===== Data for review =====
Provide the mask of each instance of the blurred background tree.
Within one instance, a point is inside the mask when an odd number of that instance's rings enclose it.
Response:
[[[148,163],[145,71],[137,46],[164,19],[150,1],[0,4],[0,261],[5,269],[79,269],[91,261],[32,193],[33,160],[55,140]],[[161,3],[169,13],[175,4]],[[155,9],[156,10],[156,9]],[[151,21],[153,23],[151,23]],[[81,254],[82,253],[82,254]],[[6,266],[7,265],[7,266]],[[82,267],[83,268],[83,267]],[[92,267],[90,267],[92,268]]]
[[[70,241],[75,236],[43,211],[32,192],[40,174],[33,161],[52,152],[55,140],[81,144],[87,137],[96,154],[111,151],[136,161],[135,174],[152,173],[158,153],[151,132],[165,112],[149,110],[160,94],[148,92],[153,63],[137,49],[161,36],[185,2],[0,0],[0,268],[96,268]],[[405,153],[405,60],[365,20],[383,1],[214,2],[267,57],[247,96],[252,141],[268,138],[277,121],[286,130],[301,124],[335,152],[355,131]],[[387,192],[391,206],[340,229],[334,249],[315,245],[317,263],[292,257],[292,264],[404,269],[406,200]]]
=====
:: What the exercise asks ::
What is needed is an exact printout of every line from the one with "Within one instance, a" through the end of the data, including both, and nothing more.

:: Written response ::
Within one instance, a point is inside the mask when an odd number of that instance's rings enclose it.
Response:
[[[148,163],[145,71],[137,46],[164,19],[150,1],[0,4],[0,261],[5,269],[79,269],[91,261],[32,193],[33,160],[55,140]],[[161,3],[169,13],[175,4]],[[155,9],[156,10],[156,9]],[[151,21],[153,23],[151,23]],[[81,254],[82,253],[82,254]],[[6,266],[7,265],[7,266]],[[82,267],[83,268],[83,267]],[[92,267],[90,267],[92,268]]]
[[[70,241],[75,236],[43,211],[32,192],[40,174],[33,161],[52,152],[55,140],[81,144],[87,137],[96,154],[111,151],[136,161],[135,174],[152,173],[158,153],[151,132],[165,112],[149,110],[160,94],[148,92],[153,63],[137,49],[161,36],[185,2],[0,0],[0,268],[96,268]],[[405,153],[405,60],[365,20],[383,1],[214,2],[267,57],[247,96],[252,141],[268,138],[277,121],[286,130],[301,124],[335,152],[355,131]],[[387,192],[391,206],[340,229],[334,249],[315,245],[317,263],[292,257],[292,264],[404,269],[406,200]]]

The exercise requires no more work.